Return the data below exactly, but only from the line containing "Provide one point per instance of the handrail" through the line containing "Provide one point per instance of the blue", with both of those lines included.

Stored entries
________________________
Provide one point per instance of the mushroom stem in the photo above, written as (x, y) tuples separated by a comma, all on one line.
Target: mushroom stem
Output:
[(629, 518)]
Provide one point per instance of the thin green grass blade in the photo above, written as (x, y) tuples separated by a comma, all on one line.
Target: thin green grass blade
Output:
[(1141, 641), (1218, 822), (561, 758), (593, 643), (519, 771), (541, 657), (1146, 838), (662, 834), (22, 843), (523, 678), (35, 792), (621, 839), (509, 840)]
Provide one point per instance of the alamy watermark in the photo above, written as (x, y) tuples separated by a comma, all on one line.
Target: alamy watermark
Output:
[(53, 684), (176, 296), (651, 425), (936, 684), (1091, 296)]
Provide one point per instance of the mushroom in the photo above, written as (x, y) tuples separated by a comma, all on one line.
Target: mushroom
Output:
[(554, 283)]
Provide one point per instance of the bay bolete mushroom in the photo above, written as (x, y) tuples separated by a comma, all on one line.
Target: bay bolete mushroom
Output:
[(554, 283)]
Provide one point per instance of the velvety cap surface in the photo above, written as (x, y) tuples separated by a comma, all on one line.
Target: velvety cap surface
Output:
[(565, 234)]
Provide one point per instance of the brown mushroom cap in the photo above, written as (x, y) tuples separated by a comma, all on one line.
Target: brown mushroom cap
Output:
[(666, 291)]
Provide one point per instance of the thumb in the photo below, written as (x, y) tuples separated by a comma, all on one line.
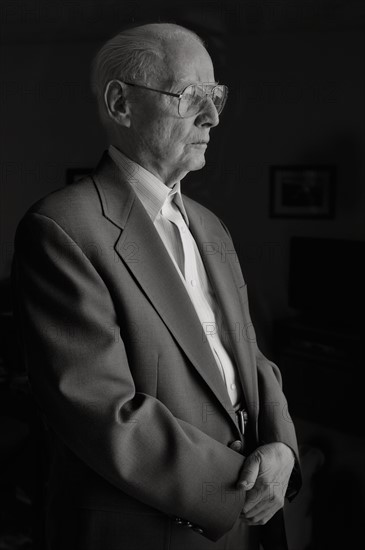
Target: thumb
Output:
[(250, 471)]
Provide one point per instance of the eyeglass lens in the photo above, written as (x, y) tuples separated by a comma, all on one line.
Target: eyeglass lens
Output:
[(195, 94)]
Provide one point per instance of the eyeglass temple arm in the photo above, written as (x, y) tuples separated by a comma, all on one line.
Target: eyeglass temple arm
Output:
[(152, 89)]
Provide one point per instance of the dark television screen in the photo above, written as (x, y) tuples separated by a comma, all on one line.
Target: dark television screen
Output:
[(327, 278)]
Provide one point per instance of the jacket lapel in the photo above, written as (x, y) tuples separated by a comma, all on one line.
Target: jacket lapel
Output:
[(154, 272)]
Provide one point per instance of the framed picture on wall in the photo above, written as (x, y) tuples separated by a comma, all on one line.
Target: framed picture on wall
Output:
[(302, 191), (74, 174)]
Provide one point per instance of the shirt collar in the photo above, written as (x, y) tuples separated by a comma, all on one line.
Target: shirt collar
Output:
[(151, 191)]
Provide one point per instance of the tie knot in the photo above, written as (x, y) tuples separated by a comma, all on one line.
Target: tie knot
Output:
[(171, 211)]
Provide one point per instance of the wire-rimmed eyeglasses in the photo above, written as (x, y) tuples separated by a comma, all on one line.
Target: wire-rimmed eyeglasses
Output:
[(192, 97)]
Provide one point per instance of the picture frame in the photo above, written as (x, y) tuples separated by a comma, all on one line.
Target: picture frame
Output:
[(74, 174), (302, 191)]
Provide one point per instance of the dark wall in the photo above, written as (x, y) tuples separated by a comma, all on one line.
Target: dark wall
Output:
[(295, 98)]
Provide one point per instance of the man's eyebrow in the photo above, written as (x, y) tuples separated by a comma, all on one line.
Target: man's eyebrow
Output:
[(181, 84)]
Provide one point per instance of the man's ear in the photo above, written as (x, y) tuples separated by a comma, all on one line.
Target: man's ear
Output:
[(116, 103)]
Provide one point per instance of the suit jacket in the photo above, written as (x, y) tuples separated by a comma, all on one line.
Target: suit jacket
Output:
[(141, 423)]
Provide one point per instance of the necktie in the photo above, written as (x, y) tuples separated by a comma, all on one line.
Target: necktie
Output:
[(186, 259)]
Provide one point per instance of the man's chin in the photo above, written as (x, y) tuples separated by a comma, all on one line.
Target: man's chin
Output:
[(197, 163)]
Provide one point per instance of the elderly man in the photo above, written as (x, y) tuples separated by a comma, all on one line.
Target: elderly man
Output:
[(169, 428)]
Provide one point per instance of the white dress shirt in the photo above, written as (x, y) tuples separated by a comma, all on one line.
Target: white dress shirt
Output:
[(165, 207)]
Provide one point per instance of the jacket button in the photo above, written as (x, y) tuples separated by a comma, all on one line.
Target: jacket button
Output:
[(236, 446)]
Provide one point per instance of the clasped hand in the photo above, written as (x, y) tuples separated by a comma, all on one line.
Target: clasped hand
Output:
[(265, 477)]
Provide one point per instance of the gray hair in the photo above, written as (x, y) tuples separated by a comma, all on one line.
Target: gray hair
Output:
[(134, 54)]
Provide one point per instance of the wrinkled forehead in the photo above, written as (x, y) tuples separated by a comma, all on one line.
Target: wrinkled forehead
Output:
[(187, 61)]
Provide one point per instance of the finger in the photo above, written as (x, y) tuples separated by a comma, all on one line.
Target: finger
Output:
[(250, 471)]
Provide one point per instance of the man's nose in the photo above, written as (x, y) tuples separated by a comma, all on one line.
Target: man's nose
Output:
[(208, 115)]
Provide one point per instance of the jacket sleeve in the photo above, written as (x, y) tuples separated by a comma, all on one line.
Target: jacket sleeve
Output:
[(79, 374), (274, 420)]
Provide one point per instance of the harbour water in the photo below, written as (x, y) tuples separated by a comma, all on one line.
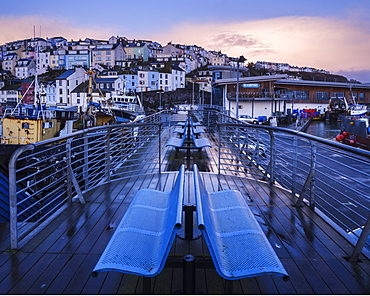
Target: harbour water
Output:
[(324, 129)]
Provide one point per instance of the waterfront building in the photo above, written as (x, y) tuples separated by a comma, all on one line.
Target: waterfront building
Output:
[(77, 58), (25, 68), (67, 82), (108, 54), (276, 94), (49, 90), (137, 51), (58, 59), (10, 95), (9, 62)]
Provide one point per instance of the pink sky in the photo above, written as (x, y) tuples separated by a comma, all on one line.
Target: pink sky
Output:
[(338, 45)]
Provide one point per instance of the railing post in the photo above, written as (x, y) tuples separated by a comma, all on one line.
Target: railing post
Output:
[(219, 149), (295, 164), (272, 157), (13, 212), (85, 168), (159, 147), (361, 241), (71, 176), (189, 275), (312, 183), (107, 155)]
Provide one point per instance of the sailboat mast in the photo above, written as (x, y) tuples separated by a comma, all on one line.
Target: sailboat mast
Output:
[(89, 91)]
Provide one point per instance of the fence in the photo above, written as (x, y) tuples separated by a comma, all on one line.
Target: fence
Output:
[(330, 177)]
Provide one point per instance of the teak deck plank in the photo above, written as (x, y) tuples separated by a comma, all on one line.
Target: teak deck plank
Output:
[(60, 258)]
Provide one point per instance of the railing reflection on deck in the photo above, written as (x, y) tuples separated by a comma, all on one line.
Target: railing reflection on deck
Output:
[(44, 178), (331, 178)]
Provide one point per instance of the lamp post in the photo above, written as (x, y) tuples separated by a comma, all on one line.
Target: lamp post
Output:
[(160, 99), (192, 98), (240, 60)]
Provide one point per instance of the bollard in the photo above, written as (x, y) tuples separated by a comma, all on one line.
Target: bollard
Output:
[(188, 274)]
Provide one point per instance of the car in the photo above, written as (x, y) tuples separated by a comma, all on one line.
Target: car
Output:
[(248, 119)]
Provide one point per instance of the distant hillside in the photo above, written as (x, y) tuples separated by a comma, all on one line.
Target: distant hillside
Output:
[(253, 71)]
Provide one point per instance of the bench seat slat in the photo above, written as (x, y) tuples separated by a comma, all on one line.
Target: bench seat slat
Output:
[(143, 239), (201, 143), (238, 246)]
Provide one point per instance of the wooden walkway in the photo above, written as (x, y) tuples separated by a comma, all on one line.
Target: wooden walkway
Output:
[(60, 258)]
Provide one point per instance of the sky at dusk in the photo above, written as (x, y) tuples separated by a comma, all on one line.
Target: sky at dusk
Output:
[(333, 35)]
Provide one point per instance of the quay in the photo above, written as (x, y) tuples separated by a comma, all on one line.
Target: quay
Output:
[(301, 190)]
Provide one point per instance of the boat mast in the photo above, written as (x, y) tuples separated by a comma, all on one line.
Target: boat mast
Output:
[(89, 92)]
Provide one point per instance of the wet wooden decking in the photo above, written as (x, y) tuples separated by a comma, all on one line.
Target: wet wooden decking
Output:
[(60, 258)]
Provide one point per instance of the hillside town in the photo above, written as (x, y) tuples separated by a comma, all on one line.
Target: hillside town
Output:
[(120, 66)]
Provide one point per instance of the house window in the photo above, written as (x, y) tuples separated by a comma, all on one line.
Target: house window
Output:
[(322, 95), (301, 95), (338, 94)]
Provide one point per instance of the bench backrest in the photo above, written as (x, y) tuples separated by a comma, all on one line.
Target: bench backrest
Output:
[(143, 239), (236, 242), (177, 194)]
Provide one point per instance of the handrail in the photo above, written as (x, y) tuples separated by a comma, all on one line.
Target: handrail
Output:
[(313, 169), (60, 170)]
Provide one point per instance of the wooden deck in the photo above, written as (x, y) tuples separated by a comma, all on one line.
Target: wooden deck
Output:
[(60, 258)]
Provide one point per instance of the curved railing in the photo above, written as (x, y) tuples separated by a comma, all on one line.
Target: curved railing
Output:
[(331, 178)]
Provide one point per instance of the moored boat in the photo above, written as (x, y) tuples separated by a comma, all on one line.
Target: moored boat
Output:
[(355, 132)]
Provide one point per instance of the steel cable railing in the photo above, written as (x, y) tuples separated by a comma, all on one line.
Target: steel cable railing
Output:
[(329, 177)]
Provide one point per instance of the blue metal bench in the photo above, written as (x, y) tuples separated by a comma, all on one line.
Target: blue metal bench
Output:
[(236, 242), (201, 142), (143, 239), (176, 142)]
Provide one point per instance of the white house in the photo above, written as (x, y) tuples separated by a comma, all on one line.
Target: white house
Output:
[(25, 68), (67, 82)]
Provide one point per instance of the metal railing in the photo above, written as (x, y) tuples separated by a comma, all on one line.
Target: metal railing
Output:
[(331, 178), (44, 178)]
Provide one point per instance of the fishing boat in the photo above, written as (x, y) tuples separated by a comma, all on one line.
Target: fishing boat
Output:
[(357, 110), (125, 107), (355, 132)]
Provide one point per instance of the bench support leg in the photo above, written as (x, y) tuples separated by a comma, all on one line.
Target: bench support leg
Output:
[(228, 287), (188, 275), (147, 285), (189, 232)]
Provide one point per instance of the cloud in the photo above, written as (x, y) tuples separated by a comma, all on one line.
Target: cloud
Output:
[(22, 27), (333, 44), (325, 43), (230, 40)]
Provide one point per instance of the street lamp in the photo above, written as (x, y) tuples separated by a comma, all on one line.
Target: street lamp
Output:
[(241, 59), (160, 99)]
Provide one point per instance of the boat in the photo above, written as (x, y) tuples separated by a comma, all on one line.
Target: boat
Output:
[(355, 132), (126, 107), (357, 110), (337, 108)]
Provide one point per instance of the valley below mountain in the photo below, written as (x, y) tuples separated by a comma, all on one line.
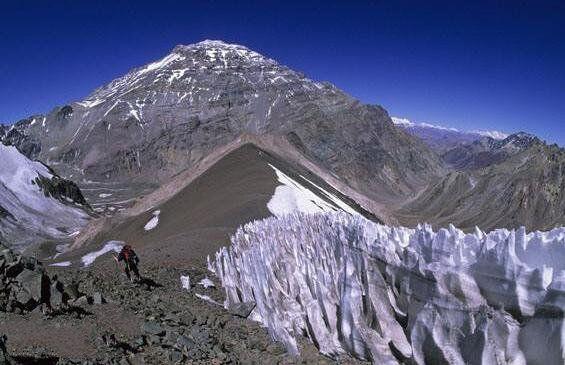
________________________
**SOLUTION**
Provide one point per instance of the handrail in the photo above, written as (x, y) tuples separated by a comma, all on one line.
Target: handrail
Output:
[(313, 169), (60, 170)]
Provide one point per instance of the wooden deck in the photo above, written as (x, y) tuples separated by a comma, all on one line.
Target: wooden deck
Output:
[(60, 258)]
Provide one point per instance of the curved railing in the photo above, written as (x, y) tuples separated by a comma, all on one line.
Target: curved railing
Output:
[(331, 178)]
Provide one point per instance of the moored boat in the photo above, written as (x, y) tuples separated by a comma, all on one line.
Target: moored boat
Output:
[(355, 132)]
Provide one point per instance of the steel cable railing in the photo above, written as (x, y) tuples separated by a comma, all on one line.
Target: steel cable railing
Output:
[(329, 177)]
Provide one point per instance of the blue metal bench in the photo above, written as (x, y) tuples separated by a comma, all on one line.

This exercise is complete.